Start of Text excerpt

Affiliations: Faculty of Biomedical Engineering, Biomechanics Department, Amirkabir University of Technology, Tehran, Iran | CONCAVE Research Centre, CR-200, Concordia University, Department of Mechanical and Industrial Engineering, Montreal, PQ, Canada
Note: [] Address for correspondence: Javad Dargahi, Associate Professor of Mechanical and Industrial Engineering, CONCAVE Research Centre, CR-200, Concordia University, Department of Mechanical and Industrial Engineering, 1445 de Maisonneuve Blvd. West, Montreal, PQ, Canada H3G 1M8. Tel.: +1 514 848 7967; Fax: +1 514 848 8635; E-mail: jdargahi@alcor.concordia.ca.
Abstract: Left ventricular assist devices (LVADs) are among the most important mechanical artificial hearts in medical equipment industry. Since the need for heart transplantation is on the rise, there is a requirement for implantable LVADs, which can be safely used for long-term purposes. One of the most promising kinds of these devices is the sac-type LVAD (ST-LVAD) that has the ability to generate pulsatile flow. In this study and for the first time, three different models of ST-LVAD are analyzed numerically. In the first model, the motion of the elastic membrane wall is simplified, while in the second model, the motion is assumed to be wavy. The pressure boundary conditions are added to the second model to allocate for the effect of pressure on the flow pattern, and hence, form the third model. The simulation results of the analyzed models show that in this particular type of LVAD, the viscous term of the applied stress from the fluid on the moving wall is negligible, compared with the pressure term. Additionally, it can be concluded that the motion pattern of the moving wall does not affect the blood flow pattern in a great deal. Furthermore, the inclusion of the fluid pressure in the boundary conditions does not have a major influence on the blood flow pattern.

End of Text excerpt

## Task instructions
A. List the three ST-LVAD models analyzed in the text on sac-type LVADs, each with what distinguishes it.
B. Reproduce the passage of the text on sac-type LVADs from "Affiliations: Faculty of" to "8635; E-mail: jdargahi@alcor.concordia.ca.", without any change.
C. In the text on sac-type LVADs, which term of the stress applied by the fluid on the moving wall is found to be negligible compared with the pressure term?

Start of Information shown

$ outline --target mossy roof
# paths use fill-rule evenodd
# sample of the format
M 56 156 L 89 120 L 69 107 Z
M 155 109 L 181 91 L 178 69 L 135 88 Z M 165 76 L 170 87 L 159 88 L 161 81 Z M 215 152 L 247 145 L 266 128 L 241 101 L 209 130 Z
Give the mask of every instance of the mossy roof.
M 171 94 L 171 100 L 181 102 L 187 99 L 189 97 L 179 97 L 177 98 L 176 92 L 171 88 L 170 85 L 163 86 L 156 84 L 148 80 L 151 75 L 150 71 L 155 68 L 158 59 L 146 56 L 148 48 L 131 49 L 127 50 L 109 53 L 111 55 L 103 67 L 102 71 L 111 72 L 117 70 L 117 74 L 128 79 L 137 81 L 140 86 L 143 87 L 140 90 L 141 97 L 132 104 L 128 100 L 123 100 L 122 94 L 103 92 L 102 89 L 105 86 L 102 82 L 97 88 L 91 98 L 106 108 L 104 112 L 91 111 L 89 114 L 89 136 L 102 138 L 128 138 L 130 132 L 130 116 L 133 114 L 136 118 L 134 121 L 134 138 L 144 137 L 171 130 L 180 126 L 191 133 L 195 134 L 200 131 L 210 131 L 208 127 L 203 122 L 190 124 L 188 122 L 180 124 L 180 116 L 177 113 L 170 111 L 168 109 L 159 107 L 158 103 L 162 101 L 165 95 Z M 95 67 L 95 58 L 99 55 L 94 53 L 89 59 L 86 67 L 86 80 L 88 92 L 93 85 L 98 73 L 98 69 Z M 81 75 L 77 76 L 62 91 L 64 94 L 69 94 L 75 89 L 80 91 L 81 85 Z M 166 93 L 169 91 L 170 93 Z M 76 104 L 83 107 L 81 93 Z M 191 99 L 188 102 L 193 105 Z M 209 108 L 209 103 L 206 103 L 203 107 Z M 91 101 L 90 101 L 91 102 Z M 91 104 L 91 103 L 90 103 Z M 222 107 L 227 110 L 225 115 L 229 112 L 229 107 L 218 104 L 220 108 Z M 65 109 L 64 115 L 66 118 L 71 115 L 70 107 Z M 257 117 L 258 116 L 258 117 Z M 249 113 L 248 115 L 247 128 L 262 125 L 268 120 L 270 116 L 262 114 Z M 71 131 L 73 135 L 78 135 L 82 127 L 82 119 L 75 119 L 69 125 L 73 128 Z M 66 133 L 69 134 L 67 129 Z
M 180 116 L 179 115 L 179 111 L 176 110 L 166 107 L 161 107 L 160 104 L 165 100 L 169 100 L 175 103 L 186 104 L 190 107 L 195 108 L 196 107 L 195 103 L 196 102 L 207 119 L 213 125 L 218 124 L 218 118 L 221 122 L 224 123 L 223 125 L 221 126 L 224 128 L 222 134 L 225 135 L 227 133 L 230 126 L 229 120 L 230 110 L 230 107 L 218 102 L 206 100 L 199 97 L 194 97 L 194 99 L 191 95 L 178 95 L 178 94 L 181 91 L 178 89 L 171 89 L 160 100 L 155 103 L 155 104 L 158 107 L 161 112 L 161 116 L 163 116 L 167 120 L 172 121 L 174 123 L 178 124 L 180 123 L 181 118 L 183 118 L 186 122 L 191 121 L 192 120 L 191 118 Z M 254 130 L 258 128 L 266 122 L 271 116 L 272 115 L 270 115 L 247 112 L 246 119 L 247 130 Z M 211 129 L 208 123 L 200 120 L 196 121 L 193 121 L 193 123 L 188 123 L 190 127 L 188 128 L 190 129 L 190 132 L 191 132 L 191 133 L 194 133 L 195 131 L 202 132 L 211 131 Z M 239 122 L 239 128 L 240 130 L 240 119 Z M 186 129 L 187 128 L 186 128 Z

End of Information shown

## Responses
A.
- First model: the motion of the elastic membrane wall is simplified.
- Second model: the motion of the elastic membrane wall is assumed to be wavy.
- Third model: the second model with pressure boundary conditions added to account for the effect of pressure on the flow pattern.

B.
Affiliations: Faculty of Biomedical Engineering, Biomechanics Department, Amirkabir University of Technology, Tehran, Iran | CONCAVE Research Centre, CR-200, Concordia University, Department of Mechanical and Industrial Engineering, Montreal, PQ, Canada
Note: [] Address for correspondence: Javad Dargahi, Associate Professor of Mechanical and Industrial Engineering, CONCAVE Research Centre, CR-200, Concordia University, Department of Mechanical and Industrial Engineering, 1445 de Maisonneuve Blvd. West, Montreal, PQ, Canada H3G 1M8. Tel.: +1 514 848 7967; Fax: +1 514 848 8635; E-mail: jdargahi@alcor.concordia.ca.

C. The viscous term.